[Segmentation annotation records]

_ _ _ _

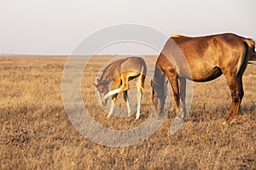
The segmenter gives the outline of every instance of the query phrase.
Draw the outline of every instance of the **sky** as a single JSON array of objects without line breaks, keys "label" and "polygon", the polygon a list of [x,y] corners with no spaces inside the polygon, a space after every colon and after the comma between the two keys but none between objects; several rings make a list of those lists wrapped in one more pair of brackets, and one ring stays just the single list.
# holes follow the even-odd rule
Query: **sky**
[{"label": "sky", "polygon": [[[256,40],[255,0],[0,0],[0,54],[69,54],[88,36],[119,24],[166,35],[233,32]],[[102,54],[155,51],[116,44]]]}]

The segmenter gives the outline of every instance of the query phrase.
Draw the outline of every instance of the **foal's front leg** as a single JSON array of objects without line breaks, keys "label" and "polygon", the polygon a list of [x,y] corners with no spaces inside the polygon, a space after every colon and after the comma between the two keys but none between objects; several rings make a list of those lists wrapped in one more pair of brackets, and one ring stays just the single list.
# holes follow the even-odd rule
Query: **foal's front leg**
[{"label": "foal's front leg", "polygon": [[110,105],[110,110],[109,110],[109,112],[108,112],[108,115],[107,116],[107,118],[109,118],[110,116],[113,114],[113,108],[114,108],[114,104],[115,104],[115,101],[116,101],[116,98],[117,98],[117,94],[113,94],[112,96],[112,100],[111,100],[111,105]]}]

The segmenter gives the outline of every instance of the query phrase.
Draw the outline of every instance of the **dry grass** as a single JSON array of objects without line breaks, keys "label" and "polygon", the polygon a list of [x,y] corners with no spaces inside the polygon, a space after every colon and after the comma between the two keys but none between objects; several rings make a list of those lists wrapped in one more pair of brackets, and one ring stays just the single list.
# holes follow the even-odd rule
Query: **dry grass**
[{"label": "dry grass", "polygon": [[[148,117],[149,82],[147,79],[139,121],[134,115],[107,120],[107,113],[88,97],[94,97],[92,82],[109,59],[99,57],[89,63],[82,81],[83,99],[99,123],[128,129]],[[112,148],[88,140],[68,121],[61,99],[66,60],[0,58],[0,169],[256,168],[255,65],[248,65],[243,76],[245,97],[238,124],[222,125],[231,99],[221,76],[195,84],[189,116],[174,135],[169,133],[174,114],[171,111],[149,139]],[[118,105],[123,105],[120,98]]]}]

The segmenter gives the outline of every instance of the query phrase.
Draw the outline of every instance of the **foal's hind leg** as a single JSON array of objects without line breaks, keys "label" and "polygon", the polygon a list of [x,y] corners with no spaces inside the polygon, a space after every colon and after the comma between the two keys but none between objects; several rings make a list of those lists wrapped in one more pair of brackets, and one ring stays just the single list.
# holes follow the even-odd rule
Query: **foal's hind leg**
[{"label": "foal's hind leg", "polygon": [[129,99],[128,99],[127,90],[124,91],[124,99],[125,99],[125,101],[126,103],[128,116],[131,116],[131,107],[130,107],[130,104],[129,104]]},{"label": "foal's hind leg", "polygon": [[237,114],[239,111],[240,105],[244,94],[243,88],[242,88],[242,81],[241,76],[237,77],[234,76],[227,76],[227,83],[230,87],[231,97],[232,97],[232,104],[230,106],[230,112],[229,117],[227,118],[228,122],[235,122],[237,121]]},{"label": "foal's hind leg", "polygon": [[137,80],[136,81],[137,100],[136,120],[139,119],[141,114],[140,110],[141,110],[141,104],[142,104],[142,98],[143,98],[143,89],[144,88],[144,81],[145,81],[145,76],[143,74],[141,74],[137,77]]},{"label": "foal's hind leg", "polygon": [[126,75],[121,75],[121,81],[122,81],[122,85],[120,88],[116,88],[114,90],[112,90],[110,92],[108,92],[103,98],[103,99],[107,99],[108,97],[115,94],[119,94],[120,92],[124,92],[129,89],[129,76]]},{"label": "foal's hind leg", "polygon": [[[120,83],[121,83],[121,80],[119,79],[115,79],[113,81],[113,88],[116,89],[118,88],[119,86],[120,86]],[[114,104],[115,104],[115,101],[116,101],[116,99],[117,99],[117,95],[118,94],[115,94],[112,96],[112,100],[111,100],[111,105],[110,105],[110,110],[109,110],[109,112],[108,112],[108,118],[110,117],[110,116],[113,114],[113,108],[114,108]]]}]

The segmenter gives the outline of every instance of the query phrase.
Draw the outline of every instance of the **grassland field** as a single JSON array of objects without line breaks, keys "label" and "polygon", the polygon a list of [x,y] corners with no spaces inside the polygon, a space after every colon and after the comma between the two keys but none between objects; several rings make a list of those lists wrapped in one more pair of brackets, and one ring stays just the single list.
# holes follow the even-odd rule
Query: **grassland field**
[{"label": "grassland field", "polygon": [[[93,82],[114,56],[96,56],[87,64],[81,94],[91,116],[104,127],[130,129],[151,110],[146,78],[141,118],[112,116],[99,107]],[[157,56],[148,56],[155,61]],[[256,169],[256,65],[243,76],[245,95],[238,123],[223,125],[231,97],[224,76],[195,82],[185,123],[175,134],[172,105],[160,128],[130,146],[108,147],[80,134],[66,114],[61,80],[67,56],[0,57],[0,169]],[[134,88],[131,82],[131,88]],[[171,94],[172,95],[172,94]],[[131,100],[131,102],[136,102]],[[125,104],[122,94],[117,105]]]}]

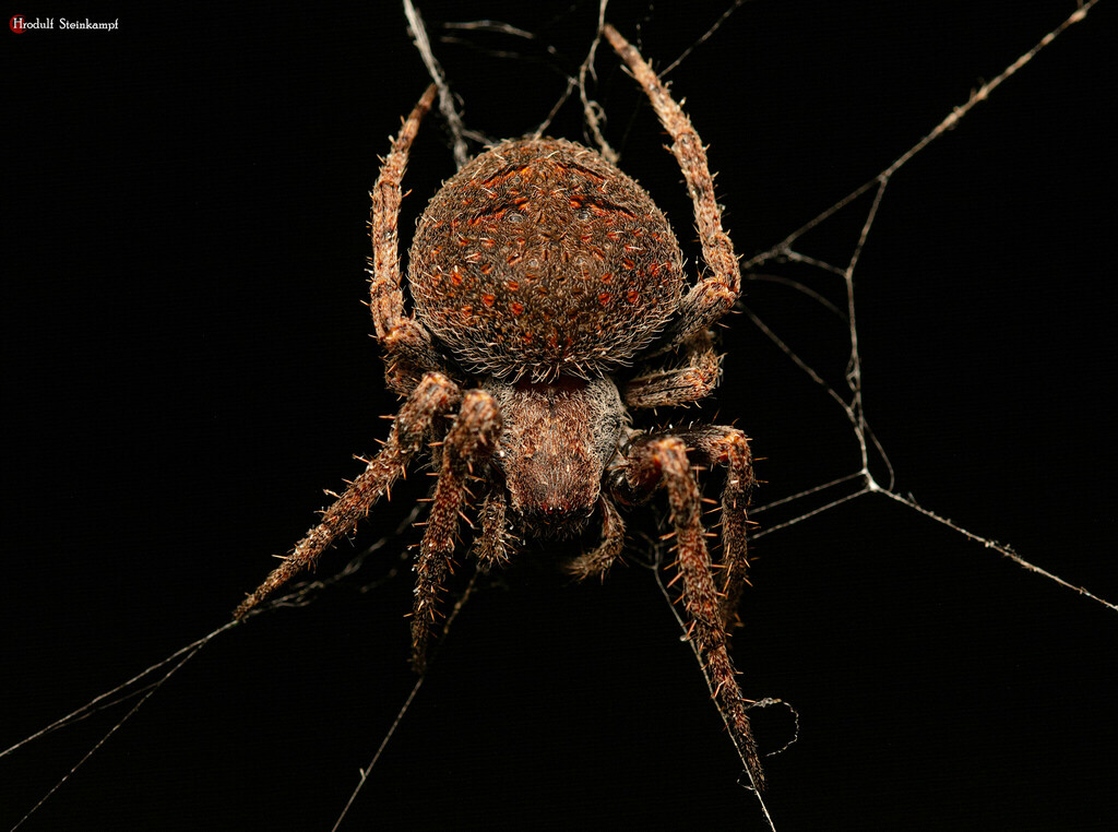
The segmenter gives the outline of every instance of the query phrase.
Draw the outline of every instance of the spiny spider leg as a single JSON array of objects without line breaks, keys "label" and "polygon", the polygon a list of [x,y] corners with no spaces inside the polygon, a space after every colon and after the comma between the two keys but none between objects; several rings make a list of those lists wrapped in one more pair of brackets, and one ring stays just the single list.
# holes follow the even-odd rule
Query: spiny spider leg
[{"label": "spiny spider leg", "polygon": [[603,495],[598,498],[598,508],[601,510],[601,542],[590,551],[579,555],[567,564],[566,571],[574,575],[576,580],[586,580],[591,575],[599,576],[603,580],[606,573],[614,565],[617,556],[625,548],[625,521],[620,512],[614,505],[614,501]]},{"label": "spiny spider leg", "polygon": [[[729,442],[729,447],[737,445],[736,439]],[[683,578],[683,603],[691,618],[689,636],[705,662],[714,687],[714,701],[746,760],[754,786],[761,790],[765,776],[749,727],[746,700],[727,650],[724,598],[718,592],[712,575],[701,518],[699,483],[688,461],[686,443],[679,436],[637,438],[629,448],[624,481],[637,500],[660,486],[667,491],[672,524],[675,527],[678,565]]]},{"label": "spiny spider leg", "polygon": [[436,92],[434,84],[427,87],[415,110],[405,120],[369,193],[372,197],[372,212],[369,217],[369,236],[372,240],[369,308],[372,311],[377,340],[388,358],[385,370],[388,385],[400,394],[410,393],[415,388],[423,370],[445,369],[443,359],[432,343],[430,333],[419,321],[404,312],[398,234],[402,199],[400,181],[404,179],[411,142],[419,131],[419,122],[430,110]]},{"label": "spiny spider leg", "polygon": [[509,561],[511,535],[509,532],[509,501],[504,491],[493,488],[482,503],[482,533],[474,541],[473,556],[477,558],[477,568],[490,571],[504,566]]},{"label": "spiny spider leg", "polygon": [[660,123],[672,136],[671,151],[683,171],[688,192],[694,205],[695,225],[702,243],[702,256],[710,274],[700,280],[680,304],[679,319],[669,330],[667,342],[657,353],[674,349],[704,332],[733,306],[741,292],[741,272],[733,254],[733,244],[722,230],[722,209],[714,198],[714,178],[707,164],[707,151],[691,120],[672,98],[663,82],[641,54],[608,23],[603,29],[610,46],[633,72],[644,88]]},{"label": "spiny spider leg", "polygon": [[625,385],[625,404],[676,407],[705,398],[722,380],[722,357],[714,352],[709,331],[686,342],[682,367],[642,372]]},{"label": "spiny spider leg", "polygon": [[[702,425],[665,432],[686,443],[692,456],[701,455],[710,465],[726,466],[726,485],[722,488],[722,623],[729,627],[738,612],[741,590],[749,573],[747,532],[749,529],[749,500],[756,480],[749,438],[735,427]],[[663,434],[662,434],[663,435]]]},{"label": "spiny spider leg", "polygon": [[454,407],[461,395],[457,385],[442,374],[424,375],[419,386],[400,408],[385,447],[372,457],[364,472],[345,489],[334,504],[323,512],[322,522],[311,529],[256,592],[245,598],[234,617],[244,618],[253,607],[295,575],[313,566],[318,557],[341,535],[352,530],[404,473],[416,452],[423,448],[424,439],[433,433],[435,418]]},{"label": "spiny spider leg", "polygon": [[411,618],[411,664],[423,672],[427,642],[438,611],[438,594],[451,569],[458,516],[466,503],[466,480],[483,463],[501,434],[501,410],[484,390],[468,390],[443,443],[443,469],[416,562],[416,601]]}]

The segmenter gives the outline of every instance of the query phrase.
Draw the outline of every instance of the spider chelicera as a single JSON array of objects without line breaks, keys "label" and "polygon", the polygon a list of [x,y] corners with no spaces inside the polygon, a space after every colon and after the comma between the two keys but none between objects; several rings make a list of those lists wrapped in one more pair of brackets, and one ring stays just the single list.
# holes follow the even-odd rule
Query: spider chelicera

_ _ _ _

§ **Directions**
Extract every line of the records above that contains the string "chelicera", matching case exactly.

§ **Reply**
Draw the outline of every instance of the spider chelicera as a single JSON array of objects without line breaks, keys "label" and "polygon", the polygon a list of [x,y] corners with no spaces inside the polygon, a space after every colon and after the comma between the two keys but none between objects; several rings make a list of those lists wrapped in one more pair of brackets, and one ring stays just the single list.
Query: spider chelicera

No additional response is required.